*Set task A*
In the records, change "put a dot" to "place a marker" in the stretch from the line containing "the stone building" through the end of the records, and give only those lines, otherwise unaltered.

*Source*
= = =

On Mon, 15 Jul 2013 22:27:26 +0200
hasufell <hasuf...@gentoo.org> wrote:

> It was discussed with the games team way before I gave the chance for
> people to do some bikeshedding here.

If you refer to this thread as "bikeshed on dev-ML" before posting it;
I would not be surprised it ends up with bikeshedding, it is in first
instance a result of the way you post it and the replies you expect.

> > > any objections? Will commit in 1 week if no one replies.

Why would we post actual objections? You commit it regardless of that.
Very strictly; you wouldn't commit this, since we replied. But yeah,
you see that that doesn't work out; so this statement is meaningless.

I don't favor a side before or against; I just would like to see
requests similar to these filed and dealt with in a more appropriate
and consistent matter, instead of inviting people to and people
participating with bikeshedding.

= = =

*Set task B*
Reproduce the stretch of the email from "Why would we" through "participating with bikeshedding." word for word.

= = =

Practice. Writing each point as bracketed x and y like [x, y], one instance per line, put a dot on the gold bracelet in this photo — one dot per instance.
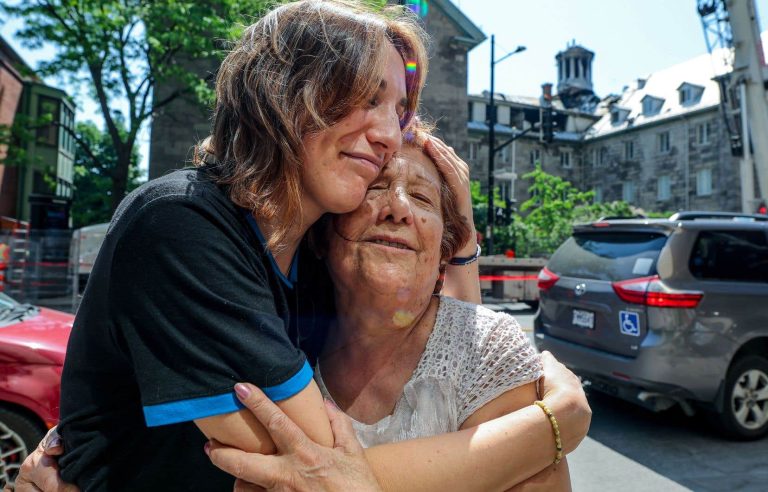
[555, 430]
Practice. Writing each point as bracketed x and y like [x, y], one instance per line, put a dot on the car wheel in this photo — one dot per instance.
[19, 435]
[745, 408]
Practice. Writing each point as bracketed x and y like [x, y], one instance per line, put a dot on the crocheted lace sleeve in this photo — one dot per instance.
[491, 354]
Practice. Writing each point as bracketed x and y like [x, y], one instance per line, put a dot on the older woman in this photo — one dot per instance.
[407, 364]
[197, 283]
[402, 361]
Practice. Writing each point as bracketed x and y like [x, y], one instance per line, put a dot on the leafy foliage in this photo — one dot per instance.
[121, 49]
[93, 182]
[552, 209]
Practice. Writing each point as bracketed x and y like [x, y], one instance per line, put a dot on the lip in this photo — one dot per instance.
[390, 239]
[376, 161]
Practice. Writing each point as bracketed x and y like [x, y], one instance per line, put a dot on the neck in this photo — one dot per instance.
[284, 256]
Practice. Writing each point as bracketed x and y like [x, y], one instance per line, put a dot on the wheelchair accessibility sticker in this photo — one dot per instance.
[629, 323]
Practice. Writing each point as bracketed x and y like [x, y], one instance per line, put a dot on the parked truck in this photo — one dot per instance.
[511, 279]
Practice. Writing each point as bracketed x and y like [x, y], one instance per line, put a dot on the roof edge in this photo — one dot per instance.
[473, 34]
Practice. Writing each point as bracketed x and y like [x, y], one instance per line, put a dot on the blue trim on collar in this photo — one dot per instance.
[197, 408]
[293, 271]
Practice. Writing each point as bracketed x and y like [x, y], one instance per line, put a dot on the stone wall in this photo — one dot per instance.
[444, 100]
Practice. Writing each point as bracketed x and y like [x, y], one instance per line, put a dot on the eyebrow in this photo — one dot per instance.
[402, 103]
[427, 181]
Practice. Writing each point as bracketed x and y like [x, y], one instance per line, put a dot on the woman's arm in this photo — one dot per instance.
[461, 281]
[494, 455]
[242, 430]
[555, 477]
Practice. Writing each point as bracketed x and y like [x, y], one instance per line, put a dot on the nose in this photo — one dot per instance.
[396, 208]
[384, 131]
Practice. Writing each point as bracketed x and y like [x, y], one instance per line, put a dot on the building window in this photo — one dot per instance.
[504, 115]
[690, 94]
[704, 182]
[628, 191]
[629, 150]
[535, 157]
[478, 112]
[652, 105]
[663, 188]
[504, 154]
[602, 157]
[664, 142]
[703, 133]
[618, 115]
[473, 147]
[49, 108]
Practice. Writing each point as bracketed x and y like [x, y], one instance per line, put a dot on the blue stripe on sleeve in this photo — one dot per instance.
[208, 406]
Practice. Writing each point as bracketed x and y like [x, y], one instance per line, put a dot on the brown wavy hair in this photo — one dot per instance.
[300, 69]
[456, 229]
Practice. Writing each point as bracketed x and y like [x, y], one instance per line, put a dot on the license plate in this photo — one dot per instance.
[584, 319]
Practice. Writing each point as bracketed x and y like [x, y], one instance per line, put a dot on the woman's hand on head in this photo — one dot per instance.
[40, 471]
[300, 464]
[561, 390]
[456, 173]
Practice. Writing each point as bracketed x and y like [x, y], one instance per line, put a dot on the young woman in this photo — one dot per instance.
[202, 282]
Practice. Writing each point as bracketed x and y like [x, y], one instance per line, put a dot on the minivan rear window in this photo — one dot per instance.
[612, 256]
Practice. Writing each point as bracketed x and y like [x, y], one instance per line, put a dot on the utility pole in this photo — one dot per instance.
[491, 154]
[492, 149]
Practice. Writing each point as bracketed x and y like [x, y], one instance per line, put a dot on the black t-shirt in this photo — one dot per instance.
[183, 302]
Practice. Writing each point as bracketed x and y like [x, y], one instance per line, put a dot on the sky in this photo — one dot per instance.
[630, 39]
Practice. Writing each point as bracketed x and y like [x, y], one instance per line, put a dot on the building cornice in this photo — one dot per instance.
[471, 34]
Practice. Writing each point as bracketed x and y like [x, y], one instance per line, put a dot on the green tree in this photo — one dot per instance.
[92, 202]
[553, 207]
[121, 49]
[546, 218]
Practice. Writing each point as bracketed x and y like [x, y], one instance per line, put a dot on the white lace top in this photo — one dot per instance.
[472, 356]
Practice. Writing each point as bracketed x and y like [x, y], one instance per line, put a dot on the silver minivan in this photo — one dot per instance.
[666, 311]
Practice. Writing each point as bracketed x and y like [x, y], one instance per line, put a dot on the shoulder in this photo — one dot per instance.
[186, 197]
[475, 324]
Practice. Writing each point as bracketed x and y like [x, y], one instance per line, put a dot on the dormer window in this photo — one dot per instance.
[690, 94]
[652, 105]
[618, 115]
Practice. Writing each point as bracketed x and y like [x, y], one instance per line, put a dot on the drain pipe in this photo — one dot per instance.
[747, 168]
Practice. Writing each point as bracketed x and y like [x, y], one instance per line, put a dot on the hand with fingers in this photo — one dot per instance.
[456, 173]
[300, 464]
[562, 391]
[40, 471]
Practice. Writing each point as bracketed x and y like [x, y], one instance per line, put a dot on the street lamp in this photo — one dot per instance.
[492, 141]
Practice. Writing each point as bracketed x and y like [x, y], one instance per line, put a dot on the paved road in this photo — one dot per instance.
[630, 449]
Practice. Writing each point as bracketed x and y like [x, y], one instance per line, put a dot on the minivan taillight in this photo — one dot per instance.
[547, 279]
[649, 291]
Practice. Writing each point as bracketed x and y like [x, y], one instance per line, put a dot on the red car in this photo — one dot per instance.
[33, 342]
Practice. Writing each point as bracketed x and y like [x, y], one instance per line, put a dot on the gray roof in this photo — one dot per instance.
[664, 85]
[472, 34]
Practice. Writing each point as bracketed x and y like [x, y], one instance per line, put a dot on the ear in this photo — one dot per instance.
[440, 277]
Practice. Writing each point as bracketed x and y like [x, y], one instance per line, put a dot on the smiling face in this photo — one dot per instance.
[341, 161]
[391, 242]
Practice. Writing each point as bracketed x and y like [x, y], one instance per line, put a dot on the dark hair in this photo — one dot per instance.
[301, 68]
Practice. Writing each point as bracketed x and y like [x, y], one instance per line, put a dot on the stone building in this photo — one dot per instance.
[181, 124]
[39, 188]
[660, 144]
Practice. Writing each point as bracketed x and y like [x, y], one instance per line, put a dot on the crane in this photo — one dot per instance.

= = =

*Written solution A*
Practice. Writing each point as bracketed x and y like [x, y], one instance per line, place a marker on the stone building in this photo — one dot per instance.
[181, 124]
[39, 188]
[660, 144]
Practice. Writing each point as bracketed x and y like [x, y], one instance per line, place a marker on the crane in this photo — one dot per instance.

*Written solution B*
Why would we post actual objections? You commit it regardless of that.
Very strictly; you wouldn't commit this, since we replied. But yeah,
you see that that doesn't work out; so this statement is meaningless.

I don't favor a side before or against; I just would like to see
requests similar to these filed and dealt with in a more appropriate
and consistent matter, instead of inviting people to and people
participating with bikeshedding.